# start of Material shown

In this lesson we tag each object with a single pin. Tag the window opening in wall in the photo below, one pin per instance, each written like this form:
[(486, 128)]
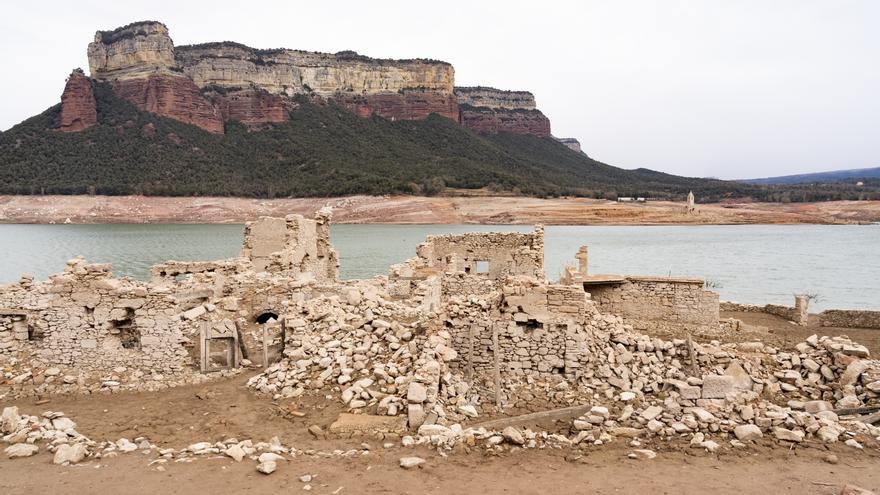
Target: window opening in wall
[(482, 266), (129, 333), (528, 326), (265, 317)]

# end of Material shown
# start of Material shown

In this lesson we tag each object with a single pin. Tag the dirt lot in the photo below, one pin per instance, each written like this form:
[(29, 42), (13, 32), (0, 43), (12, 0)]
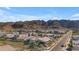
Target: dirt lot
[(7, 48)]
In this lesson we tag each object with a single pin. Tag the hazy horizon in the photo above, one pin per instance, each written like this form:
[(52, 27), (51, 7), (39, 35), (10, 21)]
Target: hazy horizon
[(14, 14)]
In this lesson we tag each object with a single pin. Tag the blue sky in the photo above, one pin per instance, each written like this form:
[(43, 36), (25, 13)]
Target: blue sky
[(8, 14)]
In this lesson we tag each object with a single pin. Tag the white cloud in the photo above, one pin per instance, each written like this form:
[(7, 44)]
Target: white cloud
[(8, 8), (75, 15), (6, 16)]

# end of Material shown

Lay out the lines of the entries above as a Markdown table with the columns "Row" and "Text", starting at the line that contains "Tag the hazy" and ending at the line that contains "[(8, 8), (75, 15), (6, 16)]". Number each row and leave out any blank lines.

| Row | Text |
|---|---|
| 1 | In this lesson we tag each object with a single pin. Tag the hazy horizon in the photo above, one pin per instance, each written like this form: |
| 2 | [(52, 27), (51, 7), (39, 35), (10, 21)] |
| 3 | Target: hazy horizon |
| 4 | [(14, 14)] |
| 5 | In this lesson we tag each object with a single pin. Tag the blue sky in the photo above, one pin per instance, each written like this form: |
| 6 | [(43, 36), (25, 13)] |
| 7 | Target: blue sky |
| 8 | [(8, 14)] |
| 9 | In this lesson we tag each object with a single pin. Tag the white cloud in the photo above, one pin per instance, each written like this form: |
| 10 | [(7, 44)] |
| 11 | Target: white cloud |
| 12 | [(8, 8), (75, 15), (6, 16)] |